====== SOURCE MATERIAL

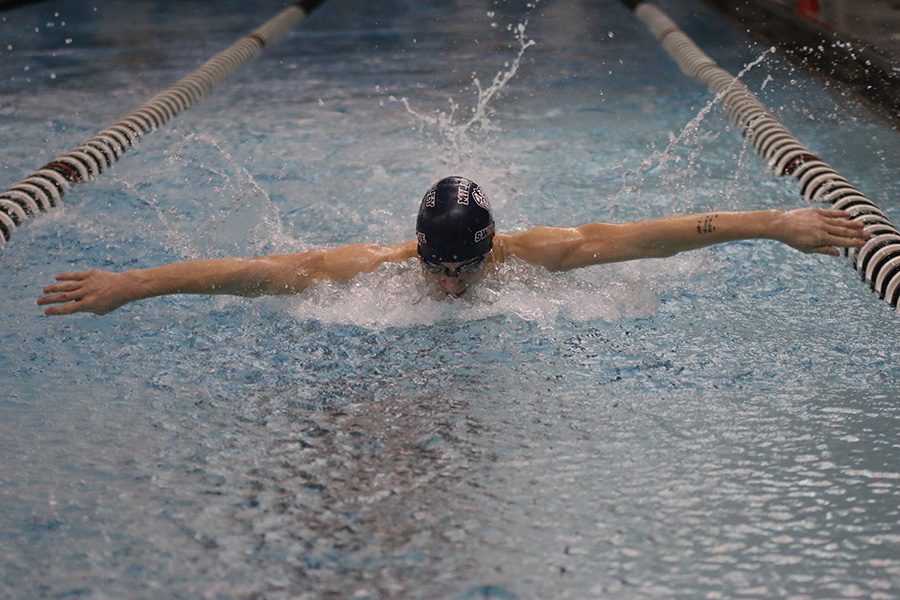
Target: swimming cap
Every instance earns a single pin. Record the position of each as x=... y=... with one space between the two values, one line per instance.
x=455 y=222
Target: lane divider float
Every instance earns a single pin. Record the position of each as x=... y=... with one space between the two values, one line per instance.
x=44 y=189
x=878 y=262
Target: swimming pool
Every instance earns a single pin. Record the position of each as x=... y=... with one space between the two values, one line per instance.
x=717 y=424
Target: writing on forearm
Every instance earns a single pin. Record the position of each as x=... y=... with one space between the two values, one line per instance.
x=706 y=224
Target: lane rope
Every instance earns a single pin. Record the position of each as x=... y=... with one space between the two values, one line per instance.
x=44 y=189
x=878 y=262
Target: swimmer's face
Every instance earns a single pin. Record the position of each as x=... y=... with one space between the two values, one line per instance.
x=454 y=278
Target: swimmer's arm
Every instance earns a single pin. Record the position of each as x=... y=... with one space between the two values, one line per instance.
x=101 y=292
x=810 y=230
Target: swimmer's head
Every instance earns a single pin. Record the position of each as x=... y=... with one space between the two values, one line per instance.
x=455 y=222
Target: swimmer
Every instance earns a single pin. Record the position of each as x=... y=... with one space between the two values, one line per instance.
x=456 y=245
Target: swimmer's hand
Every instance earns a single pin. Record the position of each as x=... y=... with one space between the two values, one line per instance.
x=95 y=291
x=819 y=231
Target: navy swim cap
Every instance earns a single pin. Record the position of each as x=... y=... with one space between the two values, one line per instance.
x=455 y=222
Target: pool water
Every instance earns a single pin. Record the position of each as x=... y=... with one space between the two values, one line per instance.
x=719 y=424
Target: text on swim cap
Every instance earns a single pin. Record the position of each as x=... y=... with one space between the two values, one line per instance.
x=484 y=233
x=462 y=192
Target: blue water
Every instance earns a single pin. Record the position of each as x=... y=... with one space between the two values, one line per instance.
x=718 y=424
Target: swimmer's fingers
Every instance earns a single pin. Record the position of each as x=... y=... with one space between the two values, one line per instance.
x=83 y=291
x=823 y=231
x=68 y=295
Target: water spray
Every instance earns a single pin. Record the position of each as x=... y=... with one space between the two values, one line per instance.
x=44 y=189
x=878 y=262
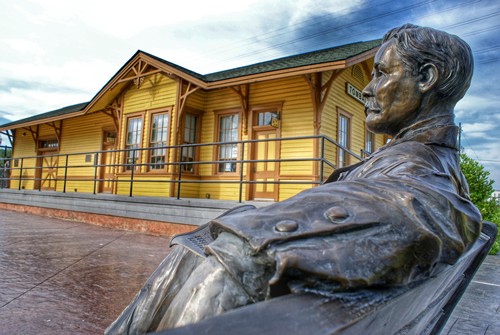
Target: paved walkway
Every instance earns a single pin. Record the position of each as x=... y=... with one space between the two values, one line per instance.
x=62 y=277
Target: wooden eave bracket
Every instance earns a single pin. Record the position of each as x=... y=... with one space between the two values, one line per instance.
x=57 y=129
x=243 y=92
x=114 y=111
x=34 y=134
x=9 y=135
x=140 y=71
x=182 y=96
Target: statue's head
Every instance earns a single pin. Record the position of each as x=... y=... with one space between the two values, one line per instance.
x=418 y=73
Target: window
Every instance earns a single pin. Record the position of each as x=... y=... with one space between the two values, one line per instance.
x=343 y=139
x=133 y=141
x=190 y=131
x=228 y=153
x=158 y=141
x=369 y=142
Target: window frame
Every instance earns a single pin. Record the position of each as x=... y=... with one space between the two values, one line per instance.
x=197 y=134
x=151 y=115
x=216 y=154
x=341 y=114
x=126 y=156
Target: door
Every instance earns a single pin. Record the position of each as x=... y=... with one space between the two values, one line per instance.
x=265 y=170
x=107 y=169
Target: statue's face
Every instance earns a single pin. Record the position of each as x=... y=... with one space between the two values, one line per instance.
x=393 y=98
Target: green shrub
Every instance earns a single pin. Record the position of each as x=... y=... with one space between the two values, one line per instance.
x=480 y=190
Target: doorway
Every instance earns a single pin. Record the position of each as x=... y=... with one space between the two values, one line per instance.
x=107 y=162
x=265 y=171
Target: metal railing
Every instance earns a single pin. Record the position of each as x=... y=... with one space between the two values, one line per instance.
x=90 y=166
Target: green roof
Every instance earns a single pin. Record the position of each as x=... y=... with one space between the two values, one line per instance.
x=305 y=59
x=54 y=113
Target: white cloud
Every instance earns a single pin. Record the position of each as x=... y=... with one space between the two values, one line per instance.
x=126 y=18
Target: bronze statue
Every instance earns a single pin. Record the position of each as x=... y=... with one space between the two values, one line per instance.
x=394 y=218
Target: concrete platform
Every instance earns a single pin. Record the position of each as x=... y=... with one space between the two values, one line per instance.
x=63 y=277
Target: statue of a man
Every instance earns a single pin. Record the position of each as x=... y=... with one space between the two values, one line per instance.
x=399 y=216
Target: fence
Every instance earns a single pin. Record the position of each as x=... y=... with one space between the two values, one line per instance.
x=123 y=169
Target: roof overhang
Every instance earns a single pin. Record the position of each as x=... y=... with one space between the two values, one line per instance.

============

Everything in the entries above except the pictures should be given again exactly.

**SOLUTION**
Target: swimming cap
Every instance earns a single pin. Record the position of each as x=... y=... with one space between the two values, one line per instance.
x=455 y=222
Target: lane divider float
Every instance earns a single pin. Record the position of each as x=... y=... with one space between the two values, one line per instance.
x=44 y=189
x=878 y=262
Target: swimming pool
Every instance earns a single pin. Record the position of each as x=... y=... with one space between the two values, one line per instance.
x=717 y=424
Target: writing on forearm
Every instance earns a single pin. Record the position of each as x=... y=... with one space between the two values, one line per instance.
x=706 y=224
Target: lane rope
Every instance earns a single pin. Record the position of each as x=... y=... with one space between the two values, one line per instance.
x=44 y=189
x=878 y=262
Target: swimmer's face
Every instance earns a single pin. Record the position of each as x=... y=... with one space between the two values, one line per instance.
x=454 y=278
Target: swimmer's arm
Every instance earns a single pin. Record the position of each as x=... y=... with one space between the two values, one line per instance.
x=101 y=292
x=810 y=230
Target: swimmer's head
Every instance earns a single pin. Record the position of each as x=... y=... with one space between the two values, one line per instance.
x=455 y=222
Target: swimmer
Every instance earns a single pin. Record the position of each as x=... y=... with one space between the two values, one line per instance.
x=456 y=245
Target: swimmer's hand
Every instance earns a single pin. Record the position of each as x=... y=... with one space between the two values, one line per instance.
x=95 y=291
x=819 y=231
Target: navy swim cap
Every instance earns a single pin. Record the position of each as x=... y=... with one space between the two values, one line per instance.
x=455 y=222
Target: pool water
Every instance earns a single pin. Record the position of each as x=... y=... with one space between the two values, one line per instance.
x=719 y=424
Target: text on swim cap
Every instance earns a single pin. Record the position of each as x=... y=... with one space between the two values, one line per instance.
x=484 y=233
x=462 y=192
Target: blue water
Every instance earns a single pin. Record the position of each as x=... y=... with one space between the two values, one line per instance.
x=718 y=424
Target: swimmer's fingers
Every instance earns a single pin. Record the position of each as x=... y=... with one space between the two values, one line per instance.
x=83 y=291
x=823 y=231
x=68 y=295
Target: water spray
Every instance earns a single pin. Record the position of each as x=... y=... with one space between the two values, one line per instance.
x=44 y=189
x=878 y=262
Target: paved walkway
Every instance earns a single pin. Record the position of each as x=... y=... with one space between the two values, one line per instance.
x=62 y=277
Target: wooden eave bracket
Every instance earns a single pin. Record the position of each as x=... y=... with one space between the two values, one line per instance.
x=57 y=129
x=243 y=92
x=114 y=111
x=34 y=134
x=9 y=135
x=140 y=71
x=182 y=96
Target: statue's head
Every instance earns a single pin. Record the position of each as x=... y=... with one space between the two values, one line per instance.
x=418 y=73
Target: window
Every instance earns a single pin. Record the position of each as x=... y=... with one space between the two values, one line per instance.
x=343 y=139
x=133 y=141
x=190 y=131
x=228 y=153
x=158 y=141
x=369 y=142
Target: window frame
Every instance earns a single pin. Record the position of each as x=... y=... with one space between the two values, one line per instance.
x=197 y=134
x=151 y=115
x=216 y=154
x=341 y=114
x=126 y=156
Target: door
Every instance earns a single pin. Record the position of each as x=... y=... with one space between the two values, one line per instance.
x=265 y=170
x=107 y=169
Target: statue's face
Every instance earns a single pin. Record the position of each as x=... y=... with one space between the two values, one line per instance.
x=393 y=98
Target: green shrub
Every instance earns a single pin. Record the position of each as x=... y=... with one space between the two values, one line per instance.
x=480 y=190
Target: doorway
Every instance earns a single pin. Record the position of each as x=... y=... with one space between the two values, one line per instance.
x=107 y=162
x=265 y=171
Target: metal railing
Every instance earns a single pin. Record the position of each as x=... y=... with one space between the two values, one line per instance.
x=90 y=166
Target: green roof
Every instance earns a single pin. Record the position of each as x=... y=... with one space between the two values, one line per instance.
x=305 y=59
x=54 y=113
Target: white cloud
Every instance earns a single pin. Record the position of each as x=... y=... with one space between the two values, one line per instance.
x=126 y=18
Target: bronze statue
Every instance earns a single pin. Record the position of each as x=... y=... with one space between the two values, one line per instance.
x=394 y=218
Target: concrete platform
Every instance earns a single pin. Record the position of each as x=... y=... with one space between the two values, one line per instance.
x=63 y=277
Target: statue of a man
Every instance earns a single pin. Record the position of each as x=... y=... with one space between the two values, one line per instance.
x=399 y=216
Target: fence
Every instance earns a single pin. Record the position of each as x=... y=... with one space between the two values, one line per instance.
x=123 y=169
Target: roof overhang
Every instance earns a single pin. Record the position of each as x=... y=... with one space between the two values, one line per instance.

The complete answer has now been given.